= TASK PROMPT =
The answer must consist of the entries, copied exactly and in full.

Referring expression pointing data
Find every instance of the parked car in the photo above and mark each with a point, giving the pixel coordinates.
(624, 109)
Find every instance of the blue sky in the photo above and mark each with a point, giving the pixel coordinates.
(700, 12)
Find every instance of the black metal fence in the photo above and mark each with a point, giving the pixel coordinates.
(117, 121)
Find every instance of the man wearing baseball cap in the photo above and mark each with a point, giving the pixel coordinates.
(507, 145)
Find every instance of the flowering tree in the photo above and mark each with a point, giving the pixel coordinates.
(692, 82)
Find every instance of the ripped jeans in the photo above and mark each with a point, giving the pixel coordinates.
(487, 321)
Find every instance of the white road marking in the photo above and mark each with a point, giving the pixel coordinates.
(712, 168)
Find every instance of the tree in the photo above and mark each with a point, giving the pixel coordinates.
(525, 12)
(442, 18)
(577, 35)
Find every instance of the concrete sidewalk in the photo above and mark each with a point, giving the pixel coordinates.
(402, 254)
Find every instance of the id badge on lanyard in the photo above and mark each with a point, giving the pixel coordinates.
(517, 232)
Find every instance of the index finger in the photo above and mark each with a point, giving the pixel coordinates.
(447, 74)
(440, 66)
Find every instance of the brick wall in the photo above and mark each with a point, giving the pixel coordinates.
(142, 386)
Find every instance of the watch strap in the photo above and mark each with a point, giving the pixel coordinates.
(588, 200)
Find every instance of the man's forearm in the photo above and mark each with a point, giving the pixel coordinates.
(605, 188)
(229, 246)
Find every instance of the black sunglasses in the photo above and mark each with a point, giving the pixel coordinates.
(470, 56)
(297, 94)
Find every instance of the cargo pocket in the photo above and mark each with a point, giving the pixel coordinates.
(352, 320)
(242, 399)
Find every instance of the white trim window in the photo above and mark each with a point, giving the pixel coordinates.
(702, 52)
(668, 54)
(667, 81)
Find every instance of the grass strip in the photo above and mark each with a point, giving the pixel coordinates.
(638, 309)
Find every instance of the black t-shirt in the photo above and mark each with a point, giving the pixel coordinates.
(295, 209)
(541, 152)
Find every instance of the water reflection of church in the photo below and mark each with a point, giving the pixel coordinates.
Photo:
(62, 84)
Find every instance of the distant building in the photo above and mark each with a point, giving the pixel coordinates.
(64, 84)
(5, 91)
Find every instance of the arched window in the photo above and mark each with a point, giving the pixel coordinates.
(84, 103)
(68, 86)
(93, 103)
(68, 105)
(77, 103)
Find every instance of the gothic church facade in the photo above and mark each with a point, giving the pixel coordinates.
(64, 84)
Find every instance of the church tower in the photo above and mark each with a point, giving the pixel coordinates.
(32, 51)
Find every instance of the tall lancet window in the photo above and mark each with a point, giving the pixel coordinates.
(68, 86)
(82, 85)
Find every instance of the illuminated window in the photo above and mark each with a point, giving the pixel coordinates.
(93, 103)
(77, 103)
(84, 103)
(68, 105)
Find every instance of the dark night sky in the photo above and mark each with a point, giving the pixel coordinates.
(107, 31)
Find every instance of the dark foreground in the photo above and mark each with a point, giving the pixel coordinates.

= YOUR SOLUTION =
Find every instance of the parked car in the photo above and mark each with a point, giving the pixel coordinates.
(624, 109)
Find every instance of the blue sky in the photo above and mark each with a point, giving the pixel coordinates.
(700, 12)
Find every instance of the black metal fence in the photo above and mark each with a point, giving the pixel coordinates.
(117, 121)
Find every instance of the man wearing baseball cap in the photo above and mark each with a point, giving the pixel coordinates.
(507, 145)
Find every instance of the flowering tree in the photo above and mark each with a point, giving the pixel coordinates.
(692, 82)
Find every instance of the ripped jeans in the photo above and mark each with a point, giving the pixel coordinates.
(487, 321)
Find every instance of the white road marking in the photo above and mark each with a point, giving the pixel coordinates.
(712, 168)
Find every instance of the tree in the photo above and mark each with a point, giving the pixel coordinates.
(525, 12)
(442, 18)
(577, 35)
Find every instance of the concrete sidewalk in the photo above and mark each with a point, giving the pixel coordinates.
(402, 254)
Find every instance of the id badge on lanyard in the photo above and mark each with a point, giving the pixel coordinates.
(517, 232)
Find every instance of the index finger in the photo above and mark each with a point, giving the pixel coordinates.
(447, 74)
(440, 66)
Find every instance of the brick wall in the photo above and mark each with a point, giving the pixel coordinates.
(142, 386)
Find every instance of the watch strap in the photo above and mark each with a point, giving the pixel coordinates.
(588, 200)
Find every instance of the man's forearm in the photo above and mark each with a point, giving the pixel coordinates.
(605, 188)
(229, 246)
Find every instance of the black sunglasses in the photo above and mark each with a point, giving the pixel coordinates.
(470, 56)
(297, 94)
Find every instance of the cargo pocket in the photo above and mark each with a point, giving the pixel coordinates.
(352, 320)
(242, 399)
Find every instance of the white trim window in the photo above and mark each with a point, giving the pixel coordinates.
(702, 52)
(668, 54)
(667, 81)
Find every instance of the grass strip in the photo above and mark each with a point, giving the pixel coordinates.
(638, 309)
Find every instance of the black t-shirt in the photo above and mark each with a point, giving the pixel coordinates.
(295, 209)
(541, 152)
Find every instance of the water reflection of church in the photo below and mark each with a point, giving the pixel coordinates.
Photo:
(62, 84)
Find every instance of the distant building in the photo above and mark each with a point, giving the pixel coordinates.
(64, 84)
(5, 91)
Find every instance of the arched window in the photo above and mark each with a point, giving the pixel coordinates.
(84, 103)
(68, 86)
(93, 103)
(68, 105)
(77, 103)
Find every instance of the gothic church facade in the photo above and mark each with a point, giving the pixel coordinates.
(64, 84)
Find every instance of the church tower in the photo above and mark each with a point, giving the pixel coordinates.
(32, 51)
Find every instance of the tall lancet window in the photo above and mark each with a point, giving the pixel coordinates.
(68, 86)
(82, 85)
Find every instance of the illuminated window in the photo above and mark each with a point, giving the pixel coordinates.
(93, 103)
(77, 103)
(84, 103)
(68, 105)
Find every instance of the dark night sky in the photo above and mark each with a point, giving the pixel coordinates.
(107, 31)
Find every instance of the dark foreground in the photo above and mark each with a point, giving the pixel coordinates.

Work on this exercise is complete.